### RECORDED DATA
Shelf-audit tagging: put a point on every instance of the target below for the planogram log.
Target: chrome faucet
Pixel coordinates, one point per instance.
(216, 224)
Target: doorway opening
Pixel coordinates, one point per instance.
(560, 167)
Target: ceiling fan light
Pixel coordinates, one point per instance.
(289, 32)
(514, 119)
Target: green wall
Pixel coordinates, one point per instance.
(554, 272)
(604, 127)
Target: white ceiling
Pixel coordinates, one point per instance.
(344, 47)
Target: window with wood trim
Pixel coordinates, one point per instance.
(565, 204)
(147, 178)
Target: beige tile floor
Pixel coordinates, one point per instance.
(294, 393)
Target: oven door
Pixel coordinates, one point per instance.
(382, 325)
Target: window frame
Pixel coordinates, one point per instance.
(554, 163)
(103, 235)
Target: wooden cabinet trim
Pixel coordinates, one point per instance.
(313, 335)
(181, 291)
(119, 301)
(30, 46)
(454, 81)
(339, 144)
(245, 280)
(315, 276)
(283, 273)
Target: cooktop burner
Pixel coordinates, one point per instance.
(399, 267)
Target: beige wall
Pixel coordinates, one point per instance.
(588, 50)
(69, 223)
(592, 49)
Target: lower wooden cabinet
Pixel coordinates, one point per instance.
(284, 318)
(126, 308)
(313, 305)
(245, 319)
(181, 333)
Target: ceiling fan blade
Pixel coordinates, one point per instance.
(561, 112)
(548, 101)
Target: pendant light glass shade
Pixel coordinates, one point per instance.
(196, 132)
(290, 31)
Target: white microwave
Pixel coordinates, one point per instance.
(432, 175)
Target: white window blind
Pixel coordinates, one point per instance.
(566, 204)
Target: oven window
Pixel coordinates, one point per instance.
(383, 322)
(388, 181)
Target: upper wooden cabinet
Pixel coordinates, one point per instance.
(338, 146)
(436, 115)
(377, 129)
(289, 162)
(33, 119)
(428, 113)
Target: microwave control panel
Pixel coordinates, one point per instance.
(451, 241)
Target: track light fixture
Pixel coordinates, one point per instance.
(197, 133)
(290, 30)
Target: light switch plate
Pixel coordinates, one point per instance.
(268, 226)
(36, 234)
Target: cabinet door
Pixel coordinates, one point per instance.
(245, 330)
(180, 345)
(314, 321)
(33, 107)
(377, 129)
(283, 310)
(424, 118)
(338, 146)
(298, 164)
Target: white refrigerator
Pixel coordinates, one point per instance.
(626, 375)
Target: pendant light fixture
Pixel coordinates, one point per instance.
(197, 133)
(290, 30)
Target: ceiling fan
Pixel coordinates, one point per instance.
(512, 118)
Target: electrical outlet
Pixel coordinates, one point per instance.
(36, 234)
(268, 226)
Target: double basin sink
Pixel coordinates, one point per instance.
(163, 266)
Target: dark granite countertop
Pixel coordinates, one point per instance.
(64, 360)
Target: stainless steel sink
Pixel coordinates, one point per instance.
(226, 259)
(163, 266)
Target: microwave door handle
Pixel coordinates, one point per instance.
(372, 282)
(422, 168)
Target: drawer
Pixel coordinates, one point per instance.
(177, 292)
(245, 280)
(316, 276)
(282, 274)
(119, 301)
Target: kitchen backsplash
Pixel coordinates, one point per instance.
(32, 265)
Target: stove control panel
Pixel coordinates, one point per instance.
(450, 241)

### INSTRUCTIONS FOR THE TASK
Return every line of the records above, unchanged and in the same order, from the first line through the last.

### SOLVED EXERCISE
Shelf-audit tagging: put a point on every instance of the target below for the planogram log.
Target: chrome faucet
Pixel coordinates, one point per instance.
(216, 224)
Target: doorway opening
Pixel coordinates, one point per instance.
(560, 167)
Target: ceiling fan light
Pixel coordinates, one point per instance.
(289, 32)
(514, 119)
Target: green wall
Pixel coordinates, one point per instance.
(554, 272)
(604, 127)
Target: white ceiling
Pixel coordinates, one point per instance.
(344, 47)
Target: window with wood trim
Pixel coordinates, one point per instance.
(565, 204)
(147, 178)
Target: beige tile floor
Pixel coordinates, one point per instance.
(294, 393)
Target: oven door
Pixel coordinates, one point per instance.
(382, 325)
Target: window frame
Pixel coordinates, one point per instance.
(554, 163)
(103, 235)
Target: wooden cabinet trim
Pixel coordinates, one point per instance.
(313, 335)
(181, 291)
(119, 301)
(30, 46)
(454, 81)
(339, 144)
(245, 280)
(315, 276)
(283, 273)
Target: cooktop burner
Pixel coordinates, one point per instance.
(399, 267)
Target: beige wall
Pixel coordinates, one point per instance.
(588, 50)
(69, 223)
(592, 49)
Target: lower wooden cabinet
Pixel coordinates, one point per instance.
(284, 318)
(126, 308)
(313, 305)
(245, 319)
(181, 333)
Target: ceiling fan blade
Pixel coordinates, one point per instance.
(561, 112)
(548, 101)
Target: pendant light glass shade
Pixel coordinates, one point per instance.
(196, 132)
(290, 31)
Target: white microwave
Pixel coordinates, one point per instance.
(432, 175)
Target: white window blind
Pixel coordinates, one point per instance.
(566, 204)
Target: oven window
Pixel coordinates, one point per instance.
(383, 322)
(388, 181)
Target: upper wooden cabinet
Pixel coordinates, one point per instance.
(338, 146)
(436, 115)
(377, 129)
(289, 162)
(33, 119)
(428, 113)
Target: microwave control panel
Pixel coordinates, one point per instance.
(451, 241)
Target: track light fixture
Pixel coordinates, one point per instance.
(197, 133)
(290, 30)
Target: light switch plate
Pixel coordinates, one point per instance.
(268, 226)
(36, 234)
Target: cabinet door
Pixel coordinates, one point per instance.
(245, 330)
(180, 345)
(314, 321)
(33, 107)
(377, 129)
(283, 310)
(424, 118)
(338, 146)
(298, 164)
Target: white refrigerator
Pixel coordinates, one point per instance.
(626, 375)
Target: pendant light fixture
Pixel coordinates, one point per instance.
(197, 133)
(290, 30)
Target: ceiling fan
Pixel coordinates, one point per instance.
(512, 118)
Target: electrical outlet
Pixel coordinates, one point per instance.
(36, 234)
(268, 226)
Target: double basin sink
Pixel coordinates, one point per instance.
(163, 266)
Target: dark granite countertop
Pixel coordinates, one point per instance.
(64, 360)
Target: stainless steel sink
Pixel coordinates, one point per instance.
(226, 259)
(163, 266)
Target: microwave door handle
Pixel coordinates, one point per instance.
(372, 282)
(422, 168)
Target: drawer
Pixel coordinates, one point per instance.
(177, 292)
(245, 280)
(316, 276)
(282, 274)
(119, 301)
Target: kitchen backsplash
Pixel coordinates, one point per instance.
(32, 265)
Target: stove control panel
Pixel coordinates, one point per instance.
(450, 241)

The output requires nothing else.